_Exercise_
Write the data out verbatim.

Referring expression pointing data
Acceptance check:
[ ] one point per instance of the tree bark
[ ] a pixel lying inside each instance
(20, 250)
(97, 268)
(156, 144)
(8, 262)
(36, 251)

_Result of the task_
Acceptance check:
[ ] one point per instance of the tree bark
[ ] a pixel lying inside each instance
(20, 250)
(97, 268)
(156, 144)
(8, 262)
(36, 251)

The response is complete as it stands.